Kafka可以配置自动提交,在每一次poll拉取数据时提交上一次消费的offset。
@Override
public ConsumerRecords<K, V> poll(long timeout) {
acquireAndEnsureOpen();
try {
if (timeout < 0)
throw new IllegalArgumentException("Timeout must not be negative");
if (this.subscriptions.hasNoSubscriptionOrUserAssignment())
throw new IllegalStateException("Consumer is not subscribed to any topics or assigned any partitions");
// poll for new data until the timeout expires
long start = time.milliseconds();
long remaining = timeout;
do {
Map<TopicPartition, List<ConsumerRecord<K, V>>> records = pollOnce(remaining);
if (!records.isEmpty()) {
// before returning the fetched records, we can send off the next round of fetches
// and avoid block waiting for their responses to enable pipelining while the user
// is handling the fetched records.
//
// NOTE: since the consumed position has already been updated, we must not allow
// wakeups or any other errors to be triggered prior to returning the fetched records.
if (fetcher.sendFetches() > 0 || client.hasPendingRequests())
client.pollNoWakeup();
return this.interceptors.onConsume(new ConsumerRecords<>(records));
}
long elapsed = time.milliseconds() - start;
remaining = timeout - elapsed;
} while (remaining > 0);
return ConsumerRecords.empty();
} finally {
release();
}
}
这里是poll的源码,里面会调用一次pollOnce函数:
private Map<TopicPartition, List<ConsumerRecord<K, V>>> pollOnce(long timeout) {
client.maybeTriggerWakeup();
long startMs = time.milliseconds();
coordinator.poll(startMs, timeout);
// Lookup positions of assigned partitions
boolean hasAllFetchPositions = updateFetchPositions();
// if data is available already, return it immediately
Map<TopicPartition, List<ConsumerRecord<K, V>>> records = fetcher.fetchedRecords();
if (!records.isEmpty())

* [给定数据]
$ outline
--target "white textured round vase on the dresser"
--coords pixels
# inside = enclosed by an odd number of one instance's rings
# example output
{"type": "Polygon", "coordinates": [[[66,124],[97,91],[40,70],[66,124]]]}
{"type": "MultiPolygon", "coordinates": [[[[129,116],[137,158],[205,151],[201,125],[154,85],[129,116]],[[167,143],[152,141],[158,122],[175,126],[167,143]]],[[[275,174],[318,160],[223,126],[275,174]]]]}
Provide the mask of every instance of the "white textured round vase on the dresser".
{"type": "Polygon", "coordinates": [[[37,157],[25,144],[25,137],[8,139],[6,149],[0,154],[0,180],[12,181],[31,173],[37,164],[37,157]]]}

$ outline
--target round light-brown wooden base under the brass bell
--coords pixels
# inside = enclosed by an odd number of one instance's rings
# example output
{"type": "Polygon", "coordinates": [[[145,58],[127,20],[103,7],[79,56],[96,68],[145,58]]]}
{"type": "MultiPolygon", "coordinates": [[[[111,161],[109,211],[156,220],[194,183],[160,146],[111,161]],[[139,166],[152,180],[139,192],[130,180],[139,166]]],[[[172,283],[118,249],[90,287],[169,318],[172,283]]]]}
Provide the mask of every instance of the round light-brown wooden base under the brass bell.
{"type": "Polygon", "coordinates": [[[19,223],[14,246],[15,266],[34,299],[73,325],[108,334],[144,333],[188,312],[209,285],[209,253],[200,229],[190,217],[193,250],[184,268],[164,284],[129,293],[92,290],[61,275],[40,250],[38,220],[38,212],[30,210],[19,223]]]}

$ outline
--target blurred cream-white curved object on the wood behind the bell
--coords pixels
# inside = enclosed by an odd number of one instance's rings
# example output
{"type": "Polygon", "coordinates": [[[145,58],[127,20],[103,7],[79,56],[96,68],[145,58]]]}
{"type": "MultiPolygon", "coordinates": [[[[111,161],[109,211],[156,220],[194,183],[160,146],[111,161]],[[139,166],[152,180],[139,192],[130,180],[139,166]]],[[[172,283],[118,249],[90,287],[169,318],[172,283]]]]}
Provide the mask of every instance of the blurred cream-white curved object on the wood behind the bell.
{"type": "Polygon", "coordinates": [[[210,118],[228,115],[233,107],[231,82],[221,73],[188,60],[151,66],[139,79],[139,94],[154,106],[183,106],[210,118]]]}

==

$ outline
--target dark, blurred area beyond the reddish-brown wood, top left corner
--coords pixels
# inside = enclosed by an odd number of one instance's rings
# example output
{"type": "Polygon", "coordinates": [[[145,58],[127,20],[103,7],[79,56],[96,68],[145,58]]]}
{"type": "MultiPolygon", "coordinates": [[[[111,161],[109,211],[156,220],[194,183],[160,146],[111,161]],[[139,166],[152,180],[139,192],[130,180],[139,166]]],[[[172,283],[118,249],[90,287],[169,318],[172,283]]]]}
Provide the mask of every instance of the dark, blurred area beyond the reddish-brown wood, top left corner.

* [任务要求] 请把原文中从“Kafka可以配置自动提交,在每一次po”到“if (this.subscriptions.hasNoSubscriptionOrUserAssignment())”(首尾均包括)的部分再写一遍,并将其中的“自动提交”换成“手动提交”。

* [参考答案]
Kafka可以配置手动提交,在每一次poll拉取数据时提交上一次消费的offset。
@Override
public ConsumerRecords<K, V> poll(long timeout) {
acquireAndEnsureOpen();
try {
if (timeout < 0)
throw new IllegalArgumentException("Timeout must not be negative");
if (this.subscriptions.hasNoSubscriptionOrUserAssignment())